WORK INSTRUCTIONS »
Only the lines from the one containing "pane in the photo above." through the one containing "dip in the photo above." should be printed, exactly as they appear below, with both ends included.

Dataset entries

___

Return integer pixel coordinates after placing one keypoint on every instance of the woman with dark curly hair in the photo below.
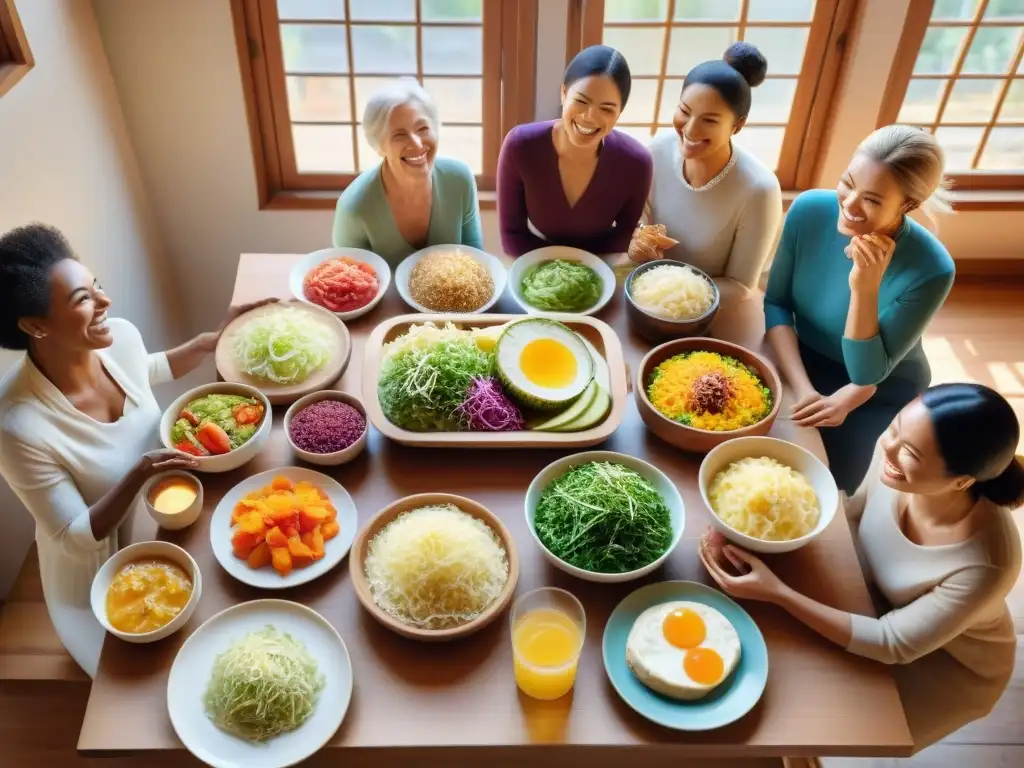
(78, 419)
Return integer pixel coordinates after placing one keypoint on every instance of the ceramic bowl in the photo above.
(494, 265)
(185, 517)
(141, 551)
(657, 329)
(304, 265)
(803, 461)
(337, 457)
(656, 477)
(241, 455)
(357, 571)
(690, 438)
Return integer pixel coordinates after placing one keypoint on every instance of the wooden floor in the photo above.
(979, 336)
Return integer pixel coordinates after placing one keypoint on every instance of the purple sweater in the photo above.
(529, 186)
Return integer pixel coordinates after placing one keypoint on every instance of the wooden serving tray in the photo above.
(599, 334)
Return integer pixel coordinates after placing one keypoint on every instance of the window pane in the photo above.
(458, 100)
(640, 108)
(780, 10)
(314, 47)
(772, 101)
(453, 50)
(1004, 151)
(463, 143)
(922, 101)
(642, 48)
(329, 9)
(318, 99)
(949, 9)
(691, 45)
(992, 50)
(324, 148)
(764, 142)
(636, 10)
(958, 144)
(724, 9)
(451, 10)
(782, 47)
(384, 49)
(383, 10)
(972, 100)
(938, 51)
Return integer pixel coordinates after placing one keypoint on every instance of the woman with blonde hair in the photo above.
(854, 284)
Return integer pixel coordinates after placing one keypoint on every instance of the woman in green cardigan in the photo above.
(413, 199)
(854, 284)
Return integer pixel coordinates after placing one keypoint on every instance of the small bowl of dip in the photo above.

___

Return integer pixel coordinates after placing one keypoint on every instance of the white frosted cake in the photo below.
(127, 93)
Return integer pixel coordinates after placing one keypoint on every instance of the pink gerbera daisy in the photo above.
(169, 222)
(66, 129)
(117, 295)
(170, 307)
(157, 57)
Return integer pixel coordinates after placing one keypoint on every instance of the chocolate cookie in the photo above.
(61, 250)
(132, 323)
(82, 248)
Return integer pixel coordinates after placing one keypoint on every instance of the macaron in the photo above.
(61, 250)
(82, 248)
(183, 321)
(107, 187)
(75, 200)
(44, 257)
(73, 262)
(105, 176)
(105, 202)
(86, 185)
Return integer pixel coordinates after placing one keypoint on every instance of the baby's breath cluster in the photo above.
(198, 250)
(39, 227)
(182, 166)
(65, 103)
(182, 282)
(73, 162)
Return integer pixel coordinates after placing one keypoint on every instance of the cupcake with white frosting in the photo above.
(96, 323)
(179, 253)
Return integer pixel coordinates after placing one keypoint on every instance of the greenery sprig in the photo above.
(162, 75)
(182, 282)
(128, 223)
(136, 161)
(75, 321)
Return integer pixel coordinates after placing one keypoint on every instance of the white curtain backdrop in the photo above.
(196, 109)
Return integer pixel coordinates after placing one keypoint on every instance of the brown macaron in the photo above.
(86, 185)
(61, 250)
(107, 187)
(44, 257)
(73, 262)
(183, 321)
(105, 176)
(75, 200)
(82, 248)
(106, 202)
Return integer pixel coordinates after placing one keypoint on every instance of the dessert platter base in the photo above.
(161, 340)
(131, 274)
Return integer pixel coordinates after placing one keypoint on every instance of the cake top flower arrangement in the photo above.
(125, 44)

___

WRITTEN RESPONSE »
Return integer pixel coordinates after placing one keypoint on every instance of the window pane in the photo above.
(458, 100)
(640, 108)
(780, 10)
(314, 47)
(772, 101)
(453, 50)
(1004, 151)
(463, 143)
(922, 101)
(642, 48)
(329, 9)
(318, 99)
(949, 9)
(691, 45)
(992, 50)
(324, 148)
(764, 142)
(636, 10)
(958, 144)
(724, 9)
(451, 10)
(782, 47)
(384, 49)
(383, 10)
(972, 100)
(938, 51)
Return integer pixel coordinates after placing one keypoint on every instance of the woman with blonde hair in the photo above.
(854, 284)
Return integer pixel coordinates after placing one keypoint on every instance of the woman in green cardigan in the photo above.
(413, 199)
(854, 284)
Return integer pixel coordinates after placing one keypoint on every instance of the small bowl of dip in the photo above.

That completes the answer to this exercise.